- _Text provided_
Wednesday, May 7, 2008

2012; never 19.

yeah. i'm going to ask you for answers. i'm going to ask you "why me?" i'm going to want you to be by my side because i need that space filled. it gives me comfort.
if this is asking too much, speak up now.
i'm going to break your heart. i will take and disobey every piece of advice. no matter how many times you say it's all going to be okay, i'll still leave that message in your inbox, that voicemail on your phone, that word on your heart that i don't believe. that i am most lost when these things surface. that i am so petrified it's not going to be okay, that i can't occupy this time with something meaningful, because what could be? why would it be?
i'm going to kill you. if you still want to go on, be my guest. this is a fair warning.
i am going to collapse myself into you when the going gets rough. i'm not going to be strong enough to listen to your problems, at least not now, because i am far too unstable in my vacuum-sealed hell right now. being common may be the worst, but i can barely see the options.
but by all means, go on.

- _Listed records_
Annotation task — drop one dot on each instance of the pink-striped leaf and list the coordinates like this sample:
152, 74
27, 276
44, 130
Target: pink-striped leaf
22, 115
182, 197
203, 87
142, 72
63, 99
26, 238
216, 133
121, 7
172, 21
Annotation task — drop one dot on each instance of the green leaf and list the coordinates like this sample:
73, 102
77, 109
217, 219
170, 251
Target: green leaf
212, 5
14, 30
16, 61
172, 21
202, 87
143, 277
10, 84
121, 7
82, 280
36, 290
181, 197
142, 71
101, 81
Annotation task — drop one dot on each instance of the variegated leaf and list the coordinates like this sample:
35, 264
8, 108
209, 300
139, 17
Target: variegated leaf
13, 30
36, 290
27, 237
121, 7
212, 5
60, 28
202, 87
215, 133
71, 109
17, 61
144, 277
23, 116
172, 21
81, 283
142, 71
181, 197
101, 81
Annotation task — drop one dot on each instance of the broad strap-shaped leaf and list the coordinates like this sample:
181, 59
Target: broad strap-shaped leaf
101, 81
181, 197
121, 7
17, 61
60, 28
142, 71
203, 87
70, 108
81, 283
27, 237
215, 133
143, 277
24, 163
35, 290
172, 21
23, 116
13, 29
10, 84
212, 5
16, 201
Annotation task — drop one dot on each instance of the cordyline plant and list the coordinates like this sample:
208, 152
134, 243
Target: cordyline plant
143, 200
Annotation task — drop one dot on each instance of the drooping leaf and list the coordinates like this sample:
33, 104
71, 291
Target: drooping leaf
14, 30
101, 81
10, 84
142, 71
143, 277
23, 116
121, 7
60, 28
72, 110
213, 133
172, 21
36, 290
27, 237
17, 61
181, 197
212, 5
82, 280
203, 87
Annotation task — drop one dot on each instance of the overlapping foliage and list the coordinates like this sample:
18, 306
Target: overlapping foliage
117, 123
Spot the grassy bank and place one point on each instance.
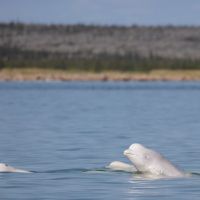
(34, 74)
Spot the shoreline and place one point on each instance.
(35, 74)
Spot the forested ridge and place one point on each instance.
(98, 48)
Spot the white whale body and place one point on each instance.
(149, 161)
(121, 166)
(6, 168)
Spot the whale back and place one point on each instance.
(150, 161)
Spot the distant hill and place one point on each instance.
(99, 47)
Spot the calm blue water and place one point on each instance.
(68, 132)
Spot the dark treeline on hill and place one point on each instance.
(98, 48)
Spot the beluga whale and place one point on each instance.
(149, 163)
(7, 168)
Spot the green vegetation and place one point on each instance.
(99, 48)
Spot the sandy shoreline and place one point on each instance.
(34, 74)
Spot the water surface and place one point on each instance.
(67, 132)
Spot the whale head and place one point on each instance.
(140, 156)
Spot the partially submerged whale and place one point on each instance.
(121, 166)
(6, 168)
(149, 162)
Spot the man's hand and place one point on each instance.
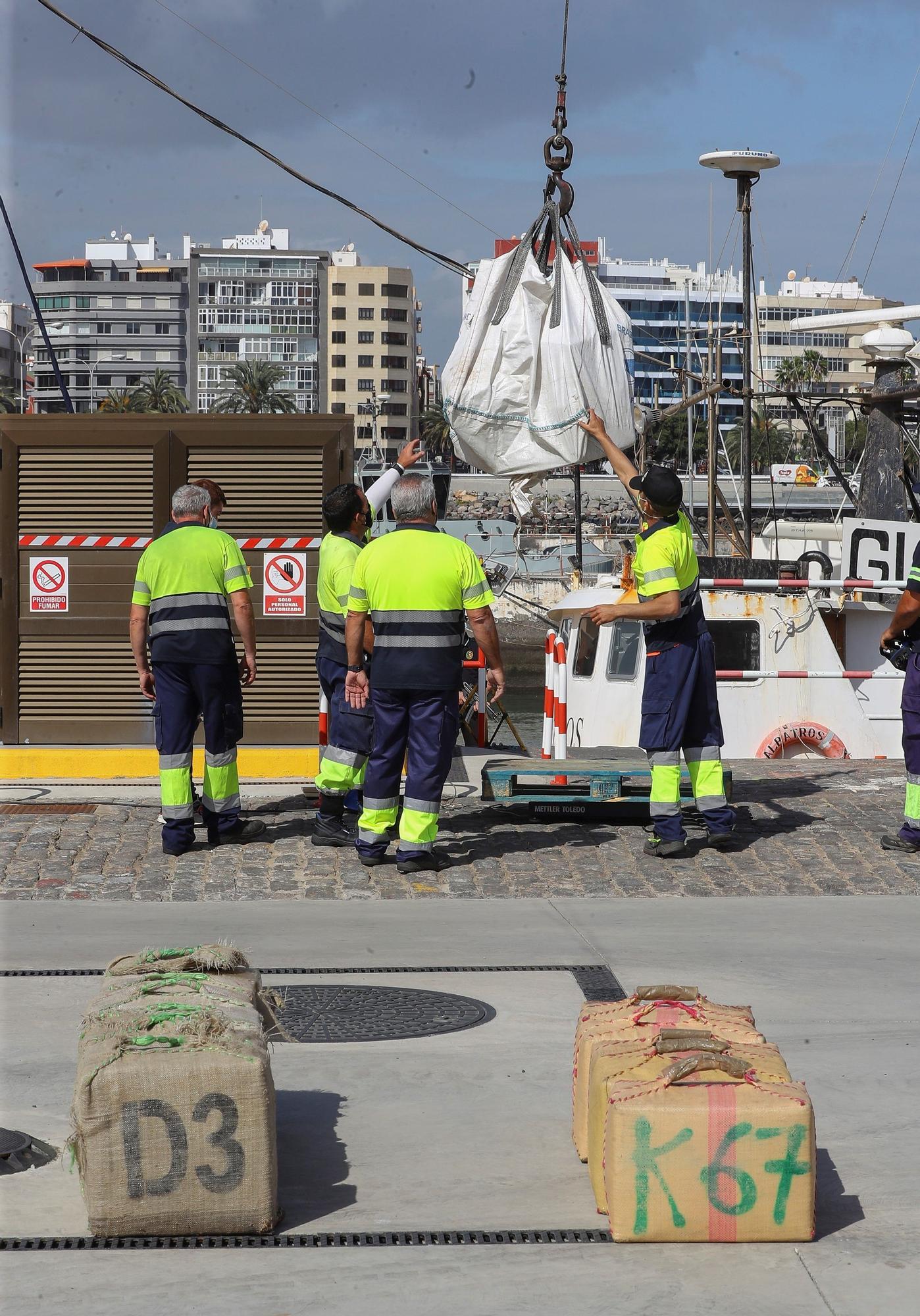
(496, 684)
(357, 689)
(603, 614)
(411, 455)
(594, 427)
(248, 671)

- _What is needed_
Reproduce the stretch of the blog post from "i'm going to break" through "a fair warning.", substituting "text message" for "voicemail".

- _Finished exercise_
i'm going to break your heart. i will take and disobey every piece of advice. no matter how many times you say it's all going to be okay, i'll still leave that message in your inbox, that text message on your phone, that word on your heart that i don't believe. that i am most lost when these things surface. that i am so petrified it's not going to be okay, that i can't occupy this time with something meaningful, because what could be? why would it be?
i'm going to kill you. if you still want to go on, be my guest. this is a fair warning.